-- Task inputs follows --
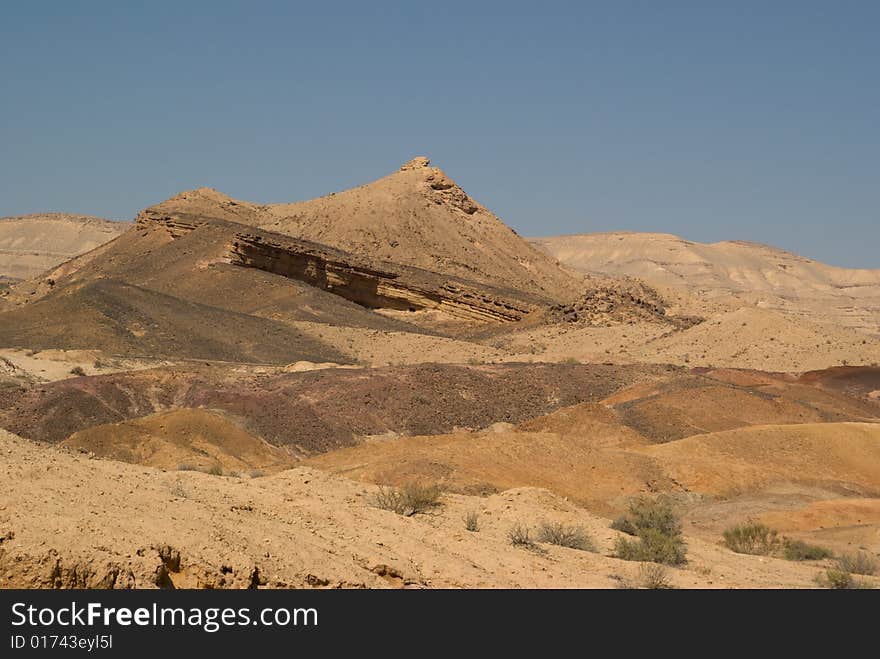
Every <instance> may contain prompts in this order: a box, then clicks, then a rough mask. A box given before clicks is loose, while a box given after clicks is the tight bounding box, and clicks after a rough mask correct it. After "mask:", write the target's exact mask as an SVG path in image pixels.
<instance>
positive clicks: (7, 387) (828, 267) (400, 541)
mask: <svg viewBox="0 0 880 659" xmlns="http://www.w3.org/2000/svg"><path fill="white" fill-rule="evenodd" d="M377 174H379V173H377ZM475 192H477V193H478V191H475ZM477 196H478V195H477ZM37 210H39V209H35V211H37ZM124 219H126V221H124V222H122V221H120V222H117V221H110V220H106V219H100V218H94V217H88V216H81V215H72V214H64V213H49V214H34V215H26V216H17V217H9V218H3V219H0V475H2V478H0V587H3V588H820V587H830V588H873V587H880V270H869V269H844V268H838V267H832V266H828V265H825V264H823V263H819V262H817V261H814V260H811V259H807V258H804V257H801V256H798V255H796V254H793V253H790V252H787V251H784V250H782V249H778V248H775V247H769V246H766V245H762V244H756V243H747V242H742V241H730V242H719V243H714V244H703V243H697V242H692V241H688V240H684V239H682V238H678V237H676V236H673V235H669V234H658V233H630V232H613V233H584V234H582V235H567V236H551V237H528V238H527V237H523V236H520V235H518V234H517V233H516V232H515V231H514V230H513V229H511V228H510V227H509V226H507V225H506V224H505V223H504V222H503V221H502V219H500V218H499V217H497V216H496V215H495V214H494V213H493V212H492V211H491V210H490V209H489V208H486V207H485V206H483V205H482V204H481V203H480V202H479V201H477V199H476V198H475V197H472V196H471V195H470V194H469V193H468V192H465V191H464V190H463V189H462V188H461V187H460V186H459V185H458V184H457V183H456V182H455V181H454V180H453V178H452V177H451V175H449V174H447V173H445V172H444V171H442V170H441V169H439V168H438V167H435V166H434V165H432V163H431V162H430V160H429V159H428V158H427V157H416V158H414V159H412V160H410V161H409V162H406V163H404V164H403V165H401V166H400V167H399V168H397V169H396V170H395V171H393V172H392V173H390V174H388V175H386V176H384V177H382V178H379V179H377V180H375V181H373V182H370V183H366V184H364V185H361V186H360V187H355V188H352V189H349V190H345V191H341V192H334V193H331V194H328V195H326V196H324V197H320V198H317V199H312V200H307V201H299V202H295V203H272V204H268V203H261V202H252V201H244V200H238V199H234V198H232V197H230V196H228V195H226V194H224V193H223V192H220V191H218V190H214V189H211V188H199V189H195V190H189V191H184V192H181V193H179V194H177V195H175V196H173V197H171V198H170V199H167V200H165V201H161V202H159V203H156V204H155V205H152V206H150V207H148V208H145V209H143V210H142V211H141V212H140V213H138V214H137V216H136V217H134V218H124Z"/></svg>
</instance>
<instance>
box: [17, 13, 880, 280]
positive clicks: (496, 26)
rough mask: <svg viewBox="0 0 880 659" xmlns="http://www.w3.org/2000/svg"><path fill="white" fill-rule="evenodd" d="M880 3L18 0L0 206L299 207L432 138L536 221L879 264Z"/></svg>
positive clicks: (460, 171) (446, 165)
mask: <svg viewBox="0 0 880 659" xmlns="http://www.w3.org/2000/svg"><path fill="white" fill-rule="evenodd" d="M878 34H880V3H878V2H873V1H864V2H846V1H845V0H844V1H832V0H829V1H826V2H813V1H810V0H804V1H798V2H793V1H792V2H785V1H777V2H772V1H764V2H751V1H748V0H741V1H737V2H733V1H728V2H712V1H704V2H673V1H668V2H634V1H626V0H617V1H608V2H553V1H552V0H548V1H544V2H533V3H519V2H516V1H508V2H473V1H472V2H457V1H451V0H446V1H443V2H420V3H416V2H400V3H382V2H378V1H377V2H370V3H366V2H333V1H325V2H320V3H318V2H312V3H295V2H259V1H254V2H223V1H215V2H184V1H180V2H173V3H172V2H163V1H159V0H151V2H145V3H140V4H139V5H134V4H133V3H124V2H89V1H80V2H42V1H40V0H30V1H24V0H21V1H19V2H13V1H11V0H4V2H2V3H0V83H2V87H0V90H2V95H0V153H2V157H0V215H14V214H23V213H28V212H37V211H46V210H58V211H69V212H81V213H88V214H95V215H102V216H106V217H114V218H118V219H126V218H131V217H133V216H134V215H135V213H136V212H137V211H138V210H139V209H141V208H143V207H145V206H148V205H150V204H152V203H155V202H157V201H160V200H162V199H164V198H167V197H169V196H171V195H172V194H174V193H176V192H178V191H180V190H183V189H188V188H193V187H198V186H202V185H207V186H211V187H215V188H218V189H220V190H223V191H224V192H227V193H228V194H231V195H233V196H235V197H239V198H243V199H249V200H254V201H264V202H273V201H293V200H297V199H306V198H310V197H315V196H318V195H321V194H325V193H327V192H330V191H334V190H341V189H344V188H346V187H351V186H353V185H358V184H360V183H365V182H367V181H370V180H373V179H376V178H379V177H380V176H383V175H385V174H386V173H389V172H391V171H393V170H394V169H396V168H397V167H398V166H399V165H400V164H401V163H403V162H405V161H406V160H408V159H409V158H411V157H412V156H414V155H428V156H429V157H430V158H431V159H432V161H433V162H434V164H436V165H438V166H440V167H442V168H443V169H444V170H446V172H447V173H449V174H450V175H451V176H452V177H453V178H455V179H456V180H457V182H458V183H459V184H460V185H462V187H464V189H465V190H466V191H468V192H469V193H470V194H472V195H473V196H474V197H475V198H477V199H478V200H480V201H481V202H482V203H484V204H485V205H487V206H488V207H490V208H491V209H492V210H494V211H495V212H496V213H497V214H498V215H499V216H501V217H502V218H503V219H504V220H505V221H506V222H507V223H508V224H510V225H512V226H513V227H514V228H516V229H517V230H518V231H519V232H520V233H522V234H525V235H547V234H559V233H579V232H590V231H610V230H634V231H662V232H669V233H676V234H679V235H682V236H684V237H686V238H690V239H693V240H700V241H715V240H724V239H738V240H754V241H759V242H765V243H770V244H773V245H777V246H780V247H784V248H786V249H790V250H792V251H795V252H799V253H802V254H804V255H807V256H811V257H814V258H819V259H821V260H824V261H827V262H829V263H833V264H836V265H844V266H850V267H874V268H880V250H878V245H880V204H878V193H880V130H878V129H880V125H878V124H880V38H878V36H877V35H878Z"/></svg>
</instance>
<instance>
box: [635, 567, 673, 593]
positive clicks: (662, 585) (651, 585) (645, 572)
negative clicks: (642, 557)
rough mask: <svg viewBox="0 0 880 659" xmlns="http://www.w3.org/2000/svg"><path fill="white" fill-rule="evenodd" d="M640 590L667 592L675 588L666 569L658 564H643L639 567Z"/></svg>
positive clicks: (639, 585) (665, 568)
mask: <svg viewBox="0 0 880 659" xmlns="http://www.w3.org/2000/svg"><path fill="white" fill-rule="evenodd" d="M638 586H639V588H645V589H647V590H667V589H670V588H673V585H672V584H671V583H669V577H668V574H667V572H666V568H665V567H663V566H662V565H659V564H657V563H643V564H642V565H641V567H639V580H638Z"/></svg>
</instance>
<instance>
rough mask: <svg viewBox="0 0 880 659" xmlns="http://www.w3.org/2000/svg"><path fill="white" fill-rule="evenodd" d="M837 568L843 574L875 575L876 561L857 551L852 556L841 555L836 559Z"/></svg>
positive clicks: (868, 555)
mask: <svg viewBox="0 0 880 659" xmlns="http://www.w3.org/2000/svg"><path fill="white" fill-rule="evenodd" d="M837 567H838V569H839V570H841V571H843V572H852V573H853V574H869V575H870V574H876V573H877V567H878V566H877V559H876V558H874V557H873V556H871V554H869V553H868V552H866V551H857V552H855V553H852V554H842V555H841V556H840V557H838V559H837Z"/></svg>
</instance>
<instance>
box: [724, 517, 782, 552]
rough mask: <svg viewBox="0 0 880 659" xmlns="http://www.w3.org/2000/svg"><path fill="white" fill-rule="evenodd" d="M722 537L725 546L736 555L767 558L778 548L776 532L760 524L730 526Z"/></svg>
mask: <svg viewBox="0 0 880 659" xmlns="http://www.w3.org/2000/svg"><path fill="white" fill-rule="evenodd" d="M723 535H724V544H725V546H726V547H727V548H728V549H730V550H731V551H735V552H736V553H737V554H755V555H759V556H769V555H770V554H773V553H775V552H777V551H778V550H779V547H780V540H779V537H778V534H777V532H776V531H775V530H773V529H771V528H770V527H769V526H767V525H766V524H761V523H760V522H748V523H746V524H737V525H736V526H731V527H730V528H728V529H726V530H725V531H724V534H723Z"/></svg>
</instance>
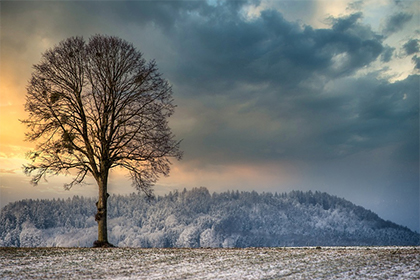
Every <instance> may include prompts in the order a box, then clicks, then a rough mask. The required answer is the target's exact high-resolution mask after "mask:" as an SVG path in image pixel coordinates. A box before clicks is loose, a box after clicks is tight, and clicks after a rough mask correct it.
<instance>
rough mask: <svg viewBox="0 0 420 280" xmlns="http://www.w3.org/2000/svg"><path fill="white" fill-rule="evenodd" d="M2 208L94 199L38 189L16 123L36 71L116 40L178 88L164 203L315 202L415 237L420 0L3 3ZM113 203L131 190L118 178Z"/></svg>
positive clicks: (0, 114) (173, 87) (62, 176)
mask: <svg viewBox="0 0 420 280" xmlns="http://www.w3.org/2000/svg"><path fill="white" fill-rule="evenodd" d="M0 9H1V10H0V11H1V23H0V24H1V30H0V32H1V33H0V36H1V38H0V43H1V48H0V52H1V57H0V98H1V99H0V207H3V206H5V205H6V204H7V203H9V202H12V201H16V200H20V199H24V198H33V199H37V198H53V197H55V198H64V197H70V196H73V195H83V196H91V197H94V196H96V195H97V187H96V186H95V184H94V183H93V180H92V179H88V180H87V184H85V185H81V186H74V187H73V188H72V189H71V190H70V191H65V190H64V189H63V184H64V183H66V182H69V181H71V177H65V176H58V177H52V178H49V179H48V180H47V181H45V182H44V181H43V182H41V183H40V184H39V185H38V186H36V187H33V186H31V185H30V184H29V181H30V178H29V177H26V176H25V175H24V174H23V172H22V168H21V167H22V165H23V164H25V163H27V159H26V158H25V154H26V153H27V152H28V151H30V150H31V148H33V147H34V143H30V142H26V141H25V140H24V138H25V137H24V134H25V127H24V125H22V124H21V123H20V122H19V119H24V118H26V116H27V115H26V113H25V111H24V103H25V94H26V86H27V85H28V81H29V79H30V76H31V72H32V70H33V69H32V66H33V65H34V64H36V63H38V62H39V61H40V59H41V55H42V53H43V52H45V51H46V50H47V49H49V48H52V47H54V46H55V45H57V44H58V43H59V42H60V41H61V40H64V39H66V38H68V37H71V36H83V37H84V38H85V39H86V40H87V39H88V38H89V37H90V36H92V35H95V34H104V35H112V36H117V37H120V38H122V39H124V40H127V41H128V42H131V43H133V45H134V46H135V47H136V48H137V49H138V50H140V51H141V52H142V53H143V55H144V57H145V58H146V59H147V60H150V59H155V60H156V63H157V65H158V67H159V70H160V72H162V74H163V76H164V77H165V78H166V79H167V80H168V81H169V82H170V83H171V85H172V87H173V92H174V93H173V97H174V103H175V104H176V105H177V108H176V112H175V114H174V115H173V116H172V117H171V119H170V127H171V128H172V130H173V132H174V134H175V135H176V136H177V139H182V143H181V149H182V150H183V151H184V158H183V159H182V160H181V161H174V162H173V165H172V169H171V173H170V175H169V177H165V178H161V179H160V180H159V181H158V182H157V184H156V186H155V193H156V194H158V195H159V194H165V193H168V192H169V191H173V190H182V189H184V188H187V189H191V188H193V187H200V186H204V187H206V188H208V189H209V190H210V191H211V192H213V191H214V192H221V191H226V190H244V191H250V190H256V191H258V192H278V193H282V192H288V191H291V190H302V191H308V190H311V191H321V192H328V193H329V194H332V195H336V196H339V197H343V198H345V199H347V200H350V201H351V202H353V203H355V204H357V205H361V206H363V207H365V208H367V209H370V210H372V211H374V212H375V213H377V214H378V215H379V216H380V217H381V218H383V219H385V220H391V221H393V222H396V223H398V224H401V225H403V226H407V227H409V228H410V229H412V230H416V231H417V232H420V210H419V204H420V194H419V89H420V79H419V74H420V16H419V13H420V1H398V0H360V1H351V0H349V1H348V0H330V1H318V0H314V1H303V0H302V1H299V0H296V1H281V0H261V1H257V0H249V1H218V0H208V1H127V2H126V1H55V2H52V1H47V2H42V1H1V2H0ZM109 184H110V185H109V192H110V193H115V194H116V193H121V194H127V193H131V192H134V191H135V190H134V189H133V188H132V187H131V183H130V181H129V177H128V176H127V174H125V173H124V172H121V171H114V172H112V173H111V178H110V183H109Z"/></svg>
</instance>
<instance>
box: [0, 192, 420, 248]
-- Task inputs concluded --
Task objective:
Convert the lines, starting at the first line and ending with the line that contains "positive clicks: (7, 387)", into a numbered list, omitting any blank lines and excluding the pictures.

Exercise solution:
1. Every <instance> may contain prompts in this order: a box, then clicks, then a rough mask. A box given before clicks is loose, while a box given after clicks is the tight bounding box, and clicks after a rough mask correct it. After "mask:", write the target's exact mask as an SVG path in image pixels.
2. <instance>
3. positive clicks: (7, 387) (828, 267) (400, 541)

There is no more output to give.